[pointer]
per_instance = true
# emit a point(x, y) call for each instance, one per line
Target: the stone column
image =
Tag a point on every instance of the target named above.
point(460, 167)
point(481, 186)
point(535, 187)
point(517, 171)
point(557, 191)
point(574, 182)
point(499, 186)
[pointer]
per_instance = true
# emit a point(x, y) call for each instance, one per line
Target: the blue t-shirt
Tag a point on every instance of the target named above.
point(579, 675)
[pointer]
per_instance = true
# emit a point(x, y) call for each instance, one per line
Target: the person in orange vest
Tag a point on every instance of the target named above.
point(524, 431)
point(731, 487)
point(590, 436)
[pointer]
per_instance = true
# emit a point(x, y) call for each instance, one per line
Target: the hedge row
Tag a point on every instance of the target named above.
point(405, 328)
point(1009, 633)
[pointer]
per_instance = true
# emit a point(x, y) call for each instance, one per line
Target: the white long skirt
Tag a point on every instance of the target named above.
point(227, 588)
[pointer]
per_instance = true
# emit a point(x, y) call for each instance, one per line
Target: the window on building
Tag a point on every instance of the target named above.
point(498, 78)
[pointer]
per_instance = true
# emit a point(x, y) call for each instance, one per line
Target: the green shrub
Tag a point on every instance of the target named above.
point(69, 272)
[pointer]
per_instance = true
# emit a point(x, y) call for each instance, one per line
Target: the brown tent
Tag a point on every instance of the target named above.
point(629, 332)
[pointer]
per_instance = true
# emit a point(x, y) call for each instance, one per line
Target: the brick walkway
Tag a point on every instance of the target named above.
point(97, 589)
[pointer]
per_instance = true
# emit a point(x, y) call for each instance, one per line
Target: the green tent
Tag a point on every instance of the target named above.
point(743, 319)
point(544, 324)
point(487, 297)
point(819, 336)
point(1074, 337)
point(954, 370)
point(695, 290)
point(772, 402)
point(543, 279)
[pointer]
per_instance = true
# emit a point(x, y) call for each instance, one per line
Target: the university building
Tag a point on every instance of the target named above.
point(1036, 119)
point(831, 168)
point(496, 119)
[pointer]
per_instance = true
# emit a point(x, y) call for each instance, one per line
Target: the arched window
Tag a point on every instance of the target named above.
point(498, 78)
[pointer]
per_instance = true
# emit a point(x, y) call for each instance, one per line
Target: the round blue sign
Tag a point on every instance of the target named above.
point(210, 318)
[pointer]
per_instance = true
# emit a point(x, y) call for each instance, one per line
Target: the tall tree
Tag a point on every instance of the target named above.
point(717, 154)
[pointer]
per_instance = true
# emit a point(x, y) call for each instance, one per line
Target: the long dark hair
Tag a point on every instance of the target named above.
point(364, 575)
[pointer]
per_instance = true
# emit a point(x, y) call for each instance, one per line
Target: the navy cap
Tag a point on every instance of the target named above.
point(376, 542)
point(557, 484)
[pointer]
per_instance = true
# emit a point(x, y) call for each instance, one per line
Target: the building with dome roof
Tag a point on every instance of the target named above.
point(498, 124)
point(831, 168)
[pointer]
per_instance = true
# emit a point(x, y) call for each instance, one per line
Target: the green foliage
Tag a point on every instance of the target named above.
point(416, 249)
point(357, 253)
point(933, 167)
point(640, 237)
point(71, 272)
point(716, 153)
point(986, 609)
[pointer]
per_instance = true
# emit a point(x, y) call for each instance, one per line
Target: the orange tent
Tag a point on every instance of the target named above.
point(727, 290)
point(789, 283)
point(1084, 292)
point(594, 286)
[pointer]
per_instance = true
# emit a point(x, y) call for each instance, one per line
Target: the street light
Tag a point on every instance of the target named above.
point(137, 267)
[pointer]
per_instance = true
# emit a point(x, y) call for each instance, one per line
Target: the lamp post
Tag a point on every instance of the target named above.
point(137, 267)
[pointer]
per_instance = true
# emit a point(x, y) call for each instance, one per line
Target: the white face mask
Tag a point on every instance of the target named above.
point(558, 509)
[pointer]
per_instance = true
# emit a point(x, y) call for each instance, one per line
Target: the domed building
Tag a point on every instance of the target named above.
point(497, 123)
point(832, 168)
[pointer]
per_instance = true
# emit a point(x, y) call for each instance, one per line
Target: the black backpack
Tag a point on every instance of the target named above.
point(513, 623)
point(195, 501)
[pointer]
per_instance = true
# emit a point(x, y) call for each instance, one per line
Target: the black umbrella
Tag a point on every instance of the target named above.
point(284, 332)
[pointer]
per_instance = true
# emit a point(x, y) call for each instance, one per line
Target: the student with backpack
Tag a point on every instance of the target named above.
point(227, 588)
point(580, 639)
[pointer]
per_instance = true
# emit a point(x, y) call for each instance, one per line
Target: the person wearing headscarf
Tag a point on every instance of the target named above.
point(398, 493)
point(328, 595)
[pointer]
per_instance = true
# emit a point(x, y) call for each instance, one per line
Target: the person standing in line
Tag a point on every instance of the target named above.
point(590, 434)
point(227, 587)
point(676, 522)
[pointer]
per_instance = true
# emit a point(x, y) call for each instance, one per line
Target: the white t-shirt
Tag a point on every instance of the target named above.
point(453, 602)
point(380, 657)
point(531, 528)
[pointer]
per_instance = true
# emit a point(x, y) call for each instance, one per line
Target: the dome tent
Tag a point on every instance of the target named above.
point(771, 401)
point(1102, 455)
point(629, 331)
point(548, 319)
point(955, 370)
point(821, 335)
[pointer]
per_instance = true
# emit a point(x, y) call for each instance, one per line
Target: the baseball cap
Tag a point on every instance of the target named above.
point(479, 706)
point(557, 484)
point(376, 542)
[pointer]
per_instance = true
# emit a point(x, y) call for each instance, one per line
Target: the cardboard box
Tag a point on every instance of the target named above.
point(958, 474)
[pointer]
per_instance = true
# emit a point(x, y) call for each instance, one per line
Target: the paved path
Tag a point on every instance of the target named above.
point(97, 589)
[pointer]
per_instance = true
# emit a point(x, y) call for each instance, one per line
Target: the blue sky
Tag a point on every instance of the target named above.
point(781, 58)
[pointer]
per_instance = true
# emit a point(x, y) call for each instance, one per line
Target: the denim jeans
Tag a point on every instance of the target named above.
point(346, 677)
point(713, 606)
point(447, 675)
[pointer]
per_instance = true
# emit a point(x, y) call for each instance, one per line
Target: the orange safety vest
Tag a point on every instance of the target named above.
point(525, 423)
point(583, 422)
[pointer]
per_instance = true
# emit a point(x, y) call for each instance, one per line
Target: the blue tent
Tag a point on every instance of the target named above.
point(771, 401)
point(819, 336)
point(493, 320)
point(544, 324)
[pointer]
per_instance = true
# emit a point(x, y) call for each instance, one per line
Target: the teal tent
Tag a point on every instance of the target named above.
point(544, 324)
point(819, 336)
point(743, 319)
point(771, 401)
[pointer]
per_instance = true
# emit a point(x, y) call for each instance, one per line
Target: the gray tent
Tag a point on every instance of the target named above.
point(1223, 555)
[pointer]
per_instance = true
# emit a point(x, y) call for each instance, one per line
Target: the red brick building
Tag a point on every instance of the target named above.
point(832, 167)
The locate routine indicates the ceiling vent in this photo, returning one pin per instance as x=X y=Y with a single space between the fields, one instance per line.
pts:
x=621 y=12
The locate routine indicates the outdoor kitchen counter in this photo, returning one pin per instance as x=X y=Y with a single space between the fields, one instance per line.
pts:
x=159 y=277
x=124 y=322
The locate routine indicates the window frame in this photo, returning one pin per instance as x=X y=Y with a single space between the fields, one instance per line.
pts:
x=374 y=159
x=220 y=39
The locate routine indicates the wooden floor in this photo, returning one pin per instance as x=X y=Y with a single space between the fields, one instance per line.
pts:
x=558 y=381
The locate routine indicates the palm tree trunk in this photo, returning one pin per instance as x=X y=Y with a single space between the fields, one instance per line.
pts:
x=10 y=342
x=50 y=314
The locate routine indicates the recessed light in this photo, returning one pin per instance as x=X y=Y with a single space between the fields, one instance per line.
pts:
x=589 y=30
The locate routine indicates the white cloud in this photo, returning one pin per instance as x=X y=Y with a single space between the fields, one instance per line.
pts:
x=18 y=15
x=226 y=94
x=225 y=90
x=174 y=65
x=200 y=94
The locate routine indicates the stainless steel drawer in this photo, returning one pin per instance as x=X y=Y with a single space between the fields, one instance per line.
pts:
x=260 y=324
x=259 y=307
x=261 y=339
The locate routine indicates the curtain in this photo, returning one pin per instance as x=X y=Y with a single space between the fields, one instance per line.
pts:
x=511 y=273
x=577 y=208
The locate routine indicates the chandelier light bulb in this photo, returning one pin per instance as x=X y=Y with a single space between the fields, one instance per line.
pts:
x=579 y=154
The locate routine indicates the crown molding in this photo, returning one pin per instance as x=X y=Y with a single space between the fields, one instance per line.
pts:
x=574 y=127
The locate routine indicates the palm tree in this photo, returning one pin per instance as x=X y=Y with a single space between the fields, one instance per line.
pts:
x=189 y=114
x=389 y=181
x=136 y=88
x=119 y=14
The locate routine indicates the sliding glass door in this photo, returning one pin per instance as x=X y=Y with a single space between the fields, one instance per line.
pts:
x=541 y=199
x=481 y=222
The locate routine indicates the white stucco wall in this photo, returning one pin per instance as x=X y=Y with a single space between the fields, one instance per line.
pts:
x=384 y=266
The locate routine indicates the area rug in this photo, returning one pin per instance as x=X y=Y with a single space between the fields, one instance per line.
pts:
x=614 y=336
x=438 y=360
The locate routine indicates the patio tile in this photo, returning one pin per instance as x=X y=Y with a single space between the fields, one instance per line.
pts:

=====

**Task instructions:**
Please return every line from the material above where the string "blue" occurs.

**Response to the task:**
Target: the blue t-shirt
Target: the round blue sign
Target: the blue sky
Target: the blue tent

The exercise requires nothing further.